---------- Page text ----------
Query Performance Improvement

  • Hi All,
    I'm very new to PI and sorry if this is a silly question, but was wondering if I can reduce the logical read/ improve the query performance slightly.

    The query is ; Select col1,Col2 from tbl which has 373,059 rows in it and  now takes 3 seconds to run.. This is the base query from where I built other stuff and thought it would be a good start. 
    Note: A non clustered index is created on columns col1,Col2, covering Col3,Col4,Col5
           
    Scan count 1, logical reads 5296, physical reads 0, read-ahead reads 0, lob logical             reads 0, lob physical reads 0, lob read-ahead reads 0.

    Can anyone please advise.

    Kind regards
    thenewBee

  • thenewbee - Wednesday, October 3, 2018 10:49 AM

    Hi All,
    I'm very new to PI and sorry if this is a silly question, but was wondering if I can reduce the logical read/ improve the query performance slightly.
----------
Can you copy the query performance post word for word, from "Note: A non" up to and including "read-ahead reads 0."?
---------- Record excerpts ----------
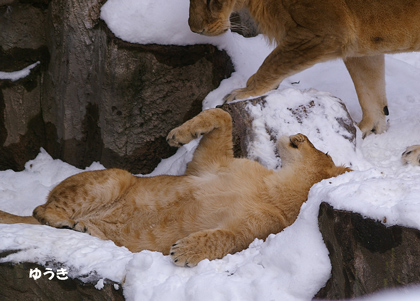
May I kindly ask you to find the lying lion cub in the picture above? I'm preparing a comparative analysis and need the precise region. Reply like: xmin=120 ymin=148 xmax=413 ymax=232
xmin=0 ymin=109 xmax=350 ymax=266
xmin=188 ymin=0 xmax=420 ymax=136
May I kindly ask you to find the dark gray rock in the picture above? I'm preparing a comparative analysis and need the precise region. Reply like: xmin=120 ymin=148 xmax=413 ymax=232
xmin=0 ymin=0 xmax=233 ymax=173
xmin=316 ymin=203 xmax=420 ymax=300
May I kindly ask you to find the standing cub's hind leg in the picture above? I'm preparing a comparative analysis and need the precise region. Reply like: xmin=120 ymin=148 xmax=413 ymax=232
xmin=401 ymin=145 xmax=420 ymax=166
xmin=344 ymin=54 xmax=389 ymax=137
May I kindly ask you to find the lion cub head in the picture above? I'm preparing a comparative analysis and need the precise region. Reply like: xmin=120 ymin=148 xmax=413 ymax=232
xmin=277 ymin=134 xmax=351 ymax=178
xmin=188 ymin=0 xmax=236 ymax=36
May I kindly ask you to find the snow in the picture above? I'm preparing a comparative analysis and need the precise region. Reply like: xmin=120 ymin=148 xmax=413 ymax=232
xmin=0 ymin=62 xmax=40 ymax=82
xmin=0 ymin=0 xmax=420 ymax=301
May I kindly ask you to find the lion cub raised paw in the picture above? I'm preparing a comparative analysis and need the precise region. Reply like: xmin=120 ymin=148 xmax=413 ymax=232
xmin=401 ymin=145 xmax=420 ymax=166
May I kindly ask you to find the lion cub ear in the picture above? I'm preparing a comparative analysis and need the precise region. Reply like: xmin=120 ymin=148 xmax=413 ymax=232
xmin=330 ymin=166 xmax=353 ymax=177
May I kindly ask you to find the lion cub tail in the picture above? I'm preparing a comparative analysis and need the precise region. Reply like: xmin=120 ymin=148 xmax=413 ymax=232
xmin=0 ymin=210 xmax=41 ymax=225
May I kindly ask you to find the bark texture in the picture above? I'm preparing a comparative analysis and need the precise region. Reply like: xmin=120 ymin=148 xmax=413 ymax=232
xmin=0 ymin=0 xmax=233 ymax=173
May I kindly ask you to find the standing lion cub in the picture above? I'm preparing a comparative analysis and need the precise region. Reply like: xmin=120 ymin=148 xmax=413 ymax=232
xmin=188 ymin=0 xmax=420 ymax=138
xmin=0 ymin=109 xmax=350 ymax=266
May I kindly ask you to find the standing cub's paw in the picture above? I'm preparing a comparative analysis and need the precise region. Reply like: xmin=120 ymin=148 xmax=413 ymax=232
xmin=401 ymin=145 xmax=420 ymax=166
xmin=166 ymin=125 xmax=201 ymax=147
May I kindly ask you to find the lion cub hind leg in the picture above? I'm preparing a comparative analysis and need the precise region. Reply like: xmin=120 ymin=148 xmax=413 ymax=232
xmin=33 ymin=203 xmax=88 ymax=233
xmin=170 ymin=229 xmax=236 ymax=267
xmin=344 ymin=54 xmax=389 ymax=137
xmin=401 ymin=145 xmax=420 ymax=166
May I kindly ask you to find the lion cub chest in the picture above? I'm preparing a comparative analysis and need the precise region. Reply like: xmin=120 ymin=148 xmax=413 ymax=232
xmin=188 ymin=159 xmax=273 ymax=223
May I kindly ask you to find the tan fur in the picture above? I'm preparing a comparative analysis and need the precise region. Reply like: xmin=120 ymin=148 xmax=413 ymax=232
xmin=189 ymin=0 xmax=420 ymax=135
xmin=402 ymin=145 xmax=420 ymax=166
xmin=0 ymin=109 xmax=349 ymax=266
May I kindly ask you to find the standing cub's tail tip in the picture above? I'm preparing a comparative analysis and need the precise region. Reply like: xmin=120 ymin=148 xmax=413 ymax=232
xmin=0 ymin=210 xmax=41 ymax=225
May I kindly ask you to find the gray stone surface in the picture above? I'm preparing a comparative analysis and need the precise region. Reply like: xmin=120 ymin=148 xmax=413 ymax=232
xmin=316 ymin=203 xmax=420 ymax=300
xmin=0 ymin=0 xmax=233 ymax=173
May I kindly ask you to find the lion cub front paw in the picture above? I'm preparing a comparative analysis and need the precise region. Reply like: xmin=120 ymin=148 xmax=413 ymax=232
----------
**Exercise answer:**
Note: A non clustered index is created on columns col1,Col2, covering Col3,Col4,Col5
           
    Scan count 1, logical reads 5296, physical reads 0, read-ahead reads 0, lob logical             reads 0, lob physical reads 0, lob read-ahead reads 0.